◆ **Requirement**
Exact copies of the records below are needed, free of pictures.

[Image-grounded pointing data]
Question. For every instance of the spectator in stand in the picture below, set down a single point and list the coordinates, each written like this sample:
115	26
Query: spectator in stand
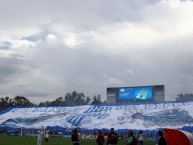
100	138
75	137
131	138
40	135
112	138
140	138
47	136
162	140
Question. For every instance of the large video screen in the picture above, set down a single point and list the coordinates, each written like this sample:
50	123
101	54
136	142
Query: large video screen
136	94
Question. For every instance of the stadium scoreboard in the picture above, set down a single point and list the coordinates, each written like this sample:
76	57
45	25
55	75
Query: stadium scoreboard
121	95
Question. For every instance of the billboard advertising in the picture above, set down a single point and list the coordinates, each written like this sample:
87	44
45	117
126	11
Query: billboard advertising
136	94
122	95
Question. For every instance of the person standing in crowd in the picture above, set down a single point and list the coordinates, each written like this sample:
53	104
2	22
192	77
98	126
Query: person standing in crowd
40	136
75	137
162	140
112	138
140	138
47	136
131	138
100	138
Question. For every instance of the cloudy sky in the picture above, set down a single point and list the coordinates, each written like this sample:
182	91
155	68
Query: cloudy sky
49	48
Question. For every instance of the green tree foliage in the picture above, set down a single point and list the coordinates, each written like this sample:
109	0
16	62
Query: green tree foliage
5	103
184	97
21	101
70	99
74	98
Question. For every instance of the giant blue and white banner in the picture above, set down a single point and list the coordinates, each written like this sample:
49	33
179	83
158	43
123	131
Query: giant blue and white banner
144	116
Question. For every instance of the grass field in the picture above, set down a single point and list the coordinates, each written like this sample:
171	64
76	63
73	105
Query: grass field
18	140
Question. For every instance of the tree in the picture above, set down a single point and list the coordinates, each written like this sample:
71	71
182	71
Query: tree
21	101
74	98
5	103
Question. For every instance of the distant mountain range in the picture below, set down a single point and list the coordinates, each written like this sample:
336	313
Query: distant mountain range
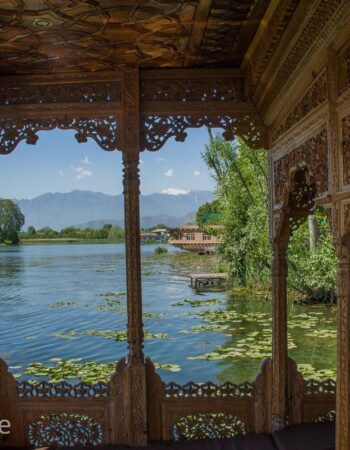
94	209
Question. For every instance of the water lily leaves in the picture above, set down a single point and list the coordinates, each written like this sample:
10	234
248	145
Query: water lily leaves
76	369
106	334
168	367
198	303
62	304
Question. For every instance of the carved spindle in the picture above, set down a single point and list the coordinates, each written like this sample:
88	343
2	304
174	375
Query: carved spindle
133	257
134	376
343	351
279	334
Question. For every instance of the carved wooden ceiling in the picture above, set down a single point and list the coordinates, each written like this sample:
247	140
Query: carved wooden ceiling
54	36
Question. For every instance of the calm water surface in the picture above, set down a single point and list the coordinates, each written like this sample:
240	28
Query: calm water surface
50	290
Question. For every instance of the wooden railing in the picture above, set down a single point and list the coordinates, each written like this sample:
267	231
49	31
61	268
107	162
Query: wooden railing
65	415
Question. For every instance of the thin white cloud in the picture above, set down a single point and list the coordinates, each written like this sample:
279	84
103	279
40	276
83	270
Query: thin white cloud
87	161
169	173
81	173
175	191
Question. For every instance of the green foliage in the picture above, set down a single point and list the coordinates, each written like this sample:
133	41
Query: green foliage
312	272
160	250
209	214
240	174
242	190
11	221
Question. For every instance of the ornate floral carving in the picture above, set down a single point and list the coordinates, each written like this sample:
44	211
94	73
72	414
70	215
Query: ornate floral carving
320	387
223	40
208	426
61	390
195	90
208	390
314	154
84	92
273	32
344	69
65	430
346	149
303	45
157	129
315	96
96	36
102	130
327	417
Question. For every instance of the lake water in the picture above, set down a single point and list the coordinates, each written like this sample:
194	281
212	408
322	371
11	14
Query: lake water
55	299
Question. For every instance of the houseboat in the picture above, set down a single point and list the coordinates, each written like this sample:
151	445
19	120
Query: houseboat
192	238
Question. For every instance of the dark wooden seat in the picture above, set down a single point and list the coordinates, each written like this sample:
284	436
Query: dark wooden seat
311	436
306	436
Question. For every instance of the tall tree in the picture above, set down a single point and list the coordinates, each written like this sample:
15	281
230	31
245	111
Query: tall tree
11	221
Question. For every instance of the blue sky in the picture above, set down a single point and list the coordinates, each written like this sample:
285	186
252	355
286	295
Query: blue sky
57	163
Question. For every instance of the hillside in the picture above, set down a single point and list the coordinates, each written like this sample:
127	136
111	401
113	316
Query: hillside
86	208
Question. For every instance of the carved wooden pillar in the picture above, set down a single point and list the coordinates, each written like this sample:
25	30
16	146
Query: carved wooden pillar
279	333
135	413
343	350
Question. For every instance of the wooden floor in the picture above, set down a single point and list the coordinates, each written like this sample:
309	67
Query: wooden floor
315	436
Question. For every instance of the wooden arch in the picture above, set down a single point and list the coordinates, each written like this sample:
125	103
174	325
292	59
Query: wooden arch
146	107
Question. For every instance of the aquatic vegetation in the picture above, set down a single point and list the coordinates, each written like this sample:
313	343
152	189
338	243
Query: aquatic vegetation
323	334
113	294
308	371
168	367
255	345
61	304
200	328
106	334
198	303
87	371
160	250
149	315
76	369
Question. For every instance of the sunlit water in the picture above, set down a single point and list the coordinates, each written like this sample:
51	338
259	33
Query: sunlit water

◆ **Solution for this exercise**
Question. For every instance of the spectator in stand in the picture below, set down a single point and list the coordinates, each written like this sample:
115	26
Query: spectator in stand
100	138
75	137
131	138
40	135
112	138
140	138
47	136
162	140
Question. For every instance of the large video screen in the picture above, set down a single point and list the coordinates, each written like this sample:
50	123
101	54
136	142
Query: large video screen
136	94
Question. For every instance of the stadium scoreboard in the picture above, set down a single point and list the coordinates, each written like this sample:
76	57
45	25
55	75
Query: stadium scoreboard
121	95
Question. For every instance of the billboard advertising in the picture above, set down a single point and list the coordinates, each written like this sample:
87	44
45	117
126	11
Query: billboard advertising
136	94
122	95
Question. For every instance of the person standing in crowd in the picture above, set down a single point and list the coordinates, each written like this sample:
53	104
2	22
192	77
98	126
Query: person standing in crowd
40	136
75	137
162	140
112	138
140	138
47	136
131	138
100	138
Question. For every instance of the cloudy sky in the picture above, set down a single point and list the coordinates, each written like this sample:
182	91
155	68
Query: cloudy sky
49	48
Question. For every instance of the green tree foliage in the picture above, set down a single point and list the coordinates, each written like this sample:
109	0
16	62
Query: green tree foliage
5	103
184	97
21	101
70	99
74	98
Question. For every instance of the giant blue and white banner in the picture above, set down a single point and list the coordinates, each written like this sample:
49	33
179	83
158	43
123	131
Query: giant blue and white banner
144	116
Question. For every instance of the grass field in the picture above, set down a single point and list the coordinates, each written like this sample:
171	64
76	63
73	105
Query: grass field
18	140
Question. For every instance of the tree in the picture above, set down a single point and list the coordinates, each written like this sample:
71	71
182	71
Query: tree
21	101
74	98
5	103
Question. For every instance of the distant mountain range in the picture below, set down a single point and list the coordinates, each written like this sample:
336	313
Query: distant mountain range
94	209
Question. For every instance of the water lily leaves in the picture above, set down a single point and list the coordinates, each written like this sample:
10	234
248	145
Query: water lily leaves
76	369
106	334
168	367
198	303
62	304
Question. For every instance of the carved spindle in the picture above, set down a single point and list the coordinates, each written like this sample:
88	343
2	304
174	375
Query: carved spindle
133	257
134	376
343	351
279	334
Question. For every instance of the carved wooden ceiling in the picture above, set down a single point and list the coordinates, each written like this sample:
247	140
Query: carved wooden ceiling
54	36
Question. For every instance of the calm water surface in the picture above, set down a single point and list the coordinates, each written like this sample:
240	28
Query: calm water surface
50	290
Question. For every instance of the wooden railing in the picture above, set down a single point and list the coordinates, each written like this sample:
267	231
49	31
61	268
107	162
Query: wooden railing
65	415
Question. For every instance of the thin white cloud in the picture above, set down a single point and list the coordinates, each written like this sample:
279	84
103	279
40	276
83	270
Query: thin white cloud
87	161
169	173
81	173
175	191
Question. For every instance of the green foliage in the picture above, set down a single point and list the coordinates, each written like this sample:
133	41
Query: green foliage
312	272
160	250
209	214
240	174
242	190
11	221
Question. For every instance of the ornate floral carving in the picture above, set down a single point and list the coordinates, each written like this sample:
44	211
94	73
72	414
70	215
Query: ornate floral carving
320	387
223	40
208	426
61	390
195	90
208	390
314	154
84	92
273	32
344	69
65	430
346	149
303	45
157	129
315	96
96	36
102	130
327	417
Question. For every instance of the lake water in the picture above, set down a single point and list the coordinates, each written like this sample:
194	281
212	408
322	371
11	14
Query: lake water
55	299
Question. For every instance of the houseboat in the picture above, set down a single point and list the coordinates, each written like this sample:
151	445
19	120
Query: houseboat
192	238
Question. For every instance of the dark wooden seat in the picture above, set down a single point and list the coordinates, each written like this sample:
284	436
Query: dark wooden seat
311	436
306	436
Question. For every instance of the tall tree in the picture above, set down a single point and list the coordinates, each written like this sample:
15	281
230	31
245	111
Query: tall tree
11	221
Question. For every instance of the blue sky in the picture above, set down a single point and list the coordinates, each written like this sample:
285	186
252	355
286	295
Query: blue sky
57	163
Question. For every instance of the hillside in the picture above, set down a single point and list the coordinates, each written like this sample:
127	136
111	401
113	316
Query: hillside
86	208
Question. For every instance of the carved wooden pillar in the picture above, set down a single point and list the coordinates, each written like this sample:
25	30
16	146
Query: carved wooden pillar
279	333
135	413
343	350
Question. For every instance of the wooden floor in the picture above, set down a single point and list the coordinates, each written like this sample:
309	67
Query: wooden floor
315	436
Question. For every instance of the wooden arch in the picture above, set down a single point and list the coordinates, each written like this sample:
125	103
174	325
292	59
Query: wooden arch
146	107
Question. For every instance of the aquatic vegetation in the picture above, set down a single point and list the coordinates, each written like this sample:
313	343
152	189
338	243
Query: aquatic vegetation
323	334
113	294
308	371
168	367
255	345
61	304
200	328
106	334
198	303
87	371
160	250
149	315
76	369
Question. For every instance of the sunlit water in the picture above, set down a single point and list the coordinates, each written like this sample:
51	338
259	33
Query: sunlit water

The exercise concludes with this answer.